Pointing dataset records
───
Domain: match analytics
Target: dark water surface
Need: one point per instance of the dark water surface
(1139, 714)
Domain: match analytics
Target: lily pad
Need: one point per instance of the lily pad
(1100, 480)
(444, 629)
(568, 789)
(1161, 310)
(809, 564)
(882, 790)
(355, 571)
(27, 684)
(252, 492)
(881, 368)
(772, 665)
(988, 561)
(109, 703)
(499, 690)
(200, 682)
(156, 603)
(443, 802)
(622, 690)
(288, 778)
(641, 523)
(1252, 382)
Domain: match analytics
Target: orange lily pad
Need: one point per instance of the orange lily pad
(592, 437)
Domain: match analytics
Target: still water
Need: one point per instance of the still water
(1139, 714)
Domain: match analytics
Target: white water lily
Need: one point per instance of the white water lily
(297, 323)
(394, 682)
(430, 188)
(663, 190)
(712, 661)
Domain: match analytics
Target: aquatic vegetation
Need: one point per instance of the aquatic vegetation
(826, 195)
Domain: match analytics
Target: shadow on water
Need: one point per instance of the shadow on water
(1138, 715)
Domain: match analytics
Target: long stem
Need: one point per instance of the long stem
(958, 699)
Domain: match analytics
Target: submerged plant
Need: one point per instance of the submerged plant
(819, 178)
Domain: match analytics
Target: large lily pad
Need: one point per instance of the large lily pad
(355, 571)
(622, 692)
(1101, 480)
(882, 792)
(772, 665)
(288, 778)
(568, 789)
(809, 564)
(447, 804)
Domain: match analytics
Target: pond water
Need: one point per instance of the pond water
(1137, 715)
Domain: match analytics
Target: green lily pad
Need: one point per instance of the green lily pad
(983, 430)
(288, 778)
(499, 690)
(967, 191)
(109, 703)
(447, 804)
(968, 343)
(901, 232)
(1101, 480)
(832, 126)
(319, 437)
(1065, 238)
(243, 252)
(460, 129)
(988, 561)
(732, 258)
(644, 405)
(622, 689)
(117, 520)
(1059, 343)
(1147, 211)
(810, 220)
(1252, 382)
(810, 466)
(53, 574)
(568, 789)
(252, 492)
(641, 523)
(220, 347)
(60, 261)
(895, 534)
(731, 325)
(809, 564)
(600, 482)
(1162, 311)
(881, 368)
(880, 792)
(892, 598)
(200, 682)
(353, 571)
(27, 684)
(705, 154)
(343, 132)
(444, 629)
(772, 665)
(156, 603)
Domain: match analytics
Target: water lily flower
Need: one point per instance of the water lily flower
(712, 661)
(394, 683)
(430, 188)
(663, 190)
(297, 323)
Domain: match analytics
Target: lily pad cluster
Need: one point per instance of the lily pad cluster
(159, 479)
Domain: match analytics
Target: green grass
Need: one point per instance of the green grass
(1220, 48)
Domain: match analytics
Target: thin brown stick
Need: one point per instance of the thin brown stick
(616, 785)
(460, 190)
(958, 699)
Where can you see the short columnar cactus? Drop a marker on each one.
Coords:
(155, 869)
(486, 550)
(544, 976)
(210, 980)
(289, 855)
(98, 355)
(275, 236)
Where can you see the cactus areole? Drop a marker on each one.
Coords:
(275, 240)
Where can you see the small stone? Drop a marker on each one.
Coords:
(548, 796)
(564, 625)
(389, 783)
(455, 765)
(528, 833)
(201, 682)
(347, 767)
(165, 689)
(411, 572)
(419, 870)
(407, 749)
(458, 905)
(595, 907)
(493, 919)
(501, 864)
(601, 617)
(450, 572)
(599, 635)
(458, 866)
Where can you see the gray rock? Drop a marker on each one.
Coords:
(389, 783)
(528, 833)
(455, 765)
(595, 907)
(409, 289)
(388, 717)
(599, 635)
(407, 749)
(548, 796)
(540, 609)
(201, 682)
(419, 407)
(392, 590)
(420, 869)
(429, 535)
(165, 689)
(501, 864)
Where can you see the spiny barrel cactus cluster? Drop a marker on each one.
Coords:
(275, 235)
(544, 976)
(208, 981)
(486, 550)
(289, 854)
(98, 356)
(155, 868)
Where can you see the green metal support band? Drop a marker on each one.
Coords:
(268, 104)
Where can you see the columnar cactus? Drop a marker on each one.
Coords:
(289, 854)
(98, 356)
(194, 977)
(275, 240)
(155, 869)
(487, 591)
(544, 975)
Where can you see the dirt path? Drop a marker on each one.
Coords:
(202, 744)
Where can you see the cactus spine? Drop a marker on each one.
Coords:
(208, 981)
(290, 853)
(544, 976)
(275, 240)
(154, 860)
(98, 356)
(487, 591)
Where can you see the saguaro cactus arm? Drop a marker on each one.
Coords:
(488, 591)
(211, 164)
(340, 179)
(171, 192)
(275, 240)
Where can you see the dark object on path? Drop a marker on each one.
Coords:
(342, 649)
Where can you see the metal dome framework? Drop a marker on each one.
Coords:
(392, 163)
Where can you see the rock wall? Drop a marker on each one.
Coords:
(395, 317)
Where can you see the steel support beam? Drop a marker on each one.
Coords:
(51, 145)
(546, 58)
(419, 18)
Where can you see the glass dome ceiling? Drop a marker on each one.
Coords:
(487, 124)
───
Return the line that contains "Where can you see the green" along with every line after it through the end of the entries, exactly, adding nothing.

- SOLVED EXERCISE -
Where can you see the green metal support band? Drop a marker on each one.
Coords:
(268, 104)
Where can you see the columnar cactus? Drop a marker on each one.
Coords:
(289, 854)
(98, 356)
(194, 977)
(275, 240)
(155, 869)
(487, 591)
(544, 975)
Where can you see the dirt path? Drop a marker on each one.
Coords:
(202, 744)
Where can you see the cactus spine? Drop a marker on each one.
Coords:
(208, 981)
(290, 853)
(544, 976)
(275, 240)
(154, 860)
(98, 356)
(487, 591)
Where can you see the saguaro cactus arm? Drop a marker on each one.
Coords:
(488, 591)
(211, 164)
(340, 179)
(171, 192)
(275, 240)
Where can you see the dark object on path? Drop a marker on each one.
Coords:
(342, 649)
Where can you see the metal dome framework? Drop a marker on each one.
Coords:
(392, 163)
Where can you see the rock wall? Drop a marker on each one.
Coords:
(395, 317)
Where can you see the steel support beam? Drop a marker on each one.
Coords:
(51, 145)
(546, 58)
(419, 18)
Where can you see the glass dome ceiling? Drop a marker on each one.
Coords:
(487, 124)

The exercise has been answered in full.